What needs to be done -
Identify every line in the records that contains the word "jacket", and copy each one. Case counts.

Provided records -

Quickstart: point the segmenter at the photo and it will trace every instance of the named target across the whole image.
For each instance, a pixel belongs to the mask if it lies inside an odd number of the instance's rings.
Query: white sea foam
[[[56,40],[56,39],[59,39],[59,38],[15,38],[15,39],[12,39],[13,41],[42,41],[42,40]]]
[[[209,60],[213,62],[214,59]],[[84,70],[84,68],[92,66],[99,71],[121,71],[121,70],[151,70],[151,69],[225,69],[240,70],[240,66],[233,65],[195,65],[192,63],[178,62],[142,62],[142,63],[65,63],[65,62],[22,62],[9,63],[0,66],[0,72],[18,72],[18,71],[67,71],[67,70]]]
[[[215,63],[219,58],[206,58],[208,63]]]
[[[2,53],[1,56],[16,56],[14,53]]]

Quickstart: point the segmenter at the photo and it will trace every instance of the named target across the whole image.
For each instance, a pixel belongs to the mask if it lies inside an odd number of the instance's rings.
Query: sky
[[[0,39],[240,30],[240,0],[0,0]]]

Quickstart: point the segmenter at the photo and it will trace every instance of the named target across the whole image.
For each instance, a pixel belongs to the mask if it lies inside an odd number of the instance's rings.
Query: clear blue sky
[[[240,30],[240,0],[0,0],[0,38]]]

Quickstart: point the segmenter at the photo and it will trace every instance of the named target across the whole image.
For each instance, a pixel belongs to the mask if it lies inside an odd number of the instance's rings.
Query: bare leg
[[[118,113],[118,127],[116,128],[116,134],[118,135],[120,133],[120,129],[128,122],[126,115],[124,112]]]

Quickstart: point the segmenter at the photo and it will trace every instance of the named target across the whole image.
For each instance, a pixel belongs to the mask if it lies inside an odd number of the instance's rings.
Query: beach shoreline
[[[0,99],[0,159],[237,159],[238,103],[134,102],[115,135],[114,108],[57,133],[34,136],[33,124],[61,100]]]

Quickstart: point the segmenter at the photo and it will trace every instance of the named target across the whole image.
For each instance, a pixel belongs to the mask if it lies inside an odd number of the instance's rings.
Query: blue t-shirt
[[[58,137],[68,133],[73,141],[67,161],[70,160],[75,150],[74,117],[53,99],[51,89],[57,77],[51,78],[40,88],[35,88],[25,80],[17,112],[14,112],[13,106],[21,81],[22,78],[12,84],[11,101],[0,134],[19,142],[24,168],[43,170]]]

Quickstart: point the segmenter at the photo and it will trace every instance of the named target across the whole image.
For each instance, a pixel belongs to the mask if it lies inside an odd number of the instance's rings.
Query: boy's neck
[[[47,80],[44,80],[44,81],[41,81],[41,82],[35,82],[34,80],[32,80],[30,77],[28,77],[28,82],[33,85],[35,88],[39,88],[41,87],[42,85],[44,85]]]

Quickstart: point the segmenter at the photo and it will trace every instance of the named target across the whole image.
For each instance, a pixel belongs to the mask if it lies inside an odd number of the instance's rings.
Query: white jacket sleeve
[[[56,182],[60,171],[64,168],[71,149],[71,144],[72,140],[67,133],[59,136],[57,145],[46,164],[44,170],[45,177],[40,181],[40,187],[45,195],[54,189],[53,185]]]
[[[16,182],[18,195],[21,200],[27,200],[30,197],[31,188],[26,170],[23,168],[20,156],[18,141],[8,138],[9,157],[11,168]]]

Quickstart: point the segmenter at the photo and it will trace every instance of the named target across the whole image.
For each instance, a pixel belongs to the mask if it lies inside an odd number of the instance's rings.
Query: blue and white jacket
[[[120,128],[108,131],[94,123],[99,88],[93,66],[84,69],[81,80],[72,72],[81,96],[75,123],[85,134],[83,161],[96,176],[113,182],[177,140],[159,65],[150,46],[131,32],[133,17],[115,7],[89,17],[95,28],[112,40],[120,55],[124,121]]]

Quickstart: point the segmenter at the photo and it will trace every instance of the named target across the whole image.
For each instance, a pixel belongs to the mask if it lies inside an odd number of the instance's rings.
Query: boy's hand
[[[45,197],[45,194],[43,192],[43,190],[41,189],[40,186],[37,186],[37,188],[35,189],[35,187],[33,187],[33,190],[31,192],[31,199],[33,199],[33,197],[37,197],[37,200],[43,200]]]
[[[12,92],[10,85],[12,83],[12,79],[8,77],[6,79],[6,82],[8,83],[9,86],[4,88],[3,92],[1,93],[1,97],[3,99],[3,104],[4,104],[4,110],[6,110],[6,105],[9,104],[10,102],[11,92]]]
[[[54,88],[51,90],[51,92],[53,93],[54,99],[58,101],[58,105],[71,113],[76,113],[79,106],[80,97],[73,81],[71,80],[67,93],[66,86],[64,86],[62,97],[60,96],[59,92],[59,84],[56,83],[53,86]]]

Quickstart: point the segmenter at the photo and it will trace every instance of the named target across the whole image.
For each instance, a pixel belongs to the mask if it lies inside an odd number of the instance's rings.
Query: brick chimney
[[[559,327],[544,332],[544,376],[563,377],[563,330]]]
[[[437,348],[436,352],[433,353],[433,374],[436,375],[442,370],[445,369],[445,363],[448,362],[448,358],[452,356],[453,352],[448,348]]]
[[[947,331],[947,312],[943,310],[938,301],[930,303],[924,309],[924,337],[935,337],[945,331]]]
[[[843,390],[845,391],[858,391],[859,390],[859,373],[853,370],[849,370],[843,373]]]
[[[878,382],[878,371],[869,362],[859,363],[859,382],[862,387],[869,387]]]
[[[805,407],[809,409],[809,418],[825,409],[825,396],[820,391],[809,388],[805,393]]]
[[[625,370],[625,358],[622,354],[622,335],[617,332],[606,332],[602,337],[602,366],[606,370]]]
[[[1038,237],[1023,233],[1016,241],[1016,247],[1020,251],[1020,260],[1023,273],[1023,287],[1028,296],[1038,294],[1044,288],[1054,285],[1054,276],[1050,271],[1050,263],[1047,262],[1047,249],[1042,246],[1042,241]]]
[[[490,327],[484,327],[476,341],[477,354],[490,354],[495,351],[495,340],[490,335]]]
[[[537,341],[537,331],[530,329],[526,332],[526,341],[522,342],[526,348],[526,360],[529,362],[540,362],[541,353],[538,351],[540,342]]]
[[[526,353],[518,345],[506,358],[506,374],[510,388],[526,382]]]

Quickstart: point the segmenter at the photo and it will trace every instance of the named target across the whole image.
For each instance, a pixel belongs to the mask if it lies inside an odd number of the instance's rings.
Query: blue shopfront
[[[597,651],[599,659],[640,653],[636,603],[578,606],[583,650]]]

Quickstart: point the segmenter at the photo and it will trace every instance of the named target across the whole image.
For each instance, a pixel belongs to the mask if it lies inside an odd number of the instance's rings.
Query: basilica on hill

Written answer -
Query: white jacket sleeve
Query: blue and white jacket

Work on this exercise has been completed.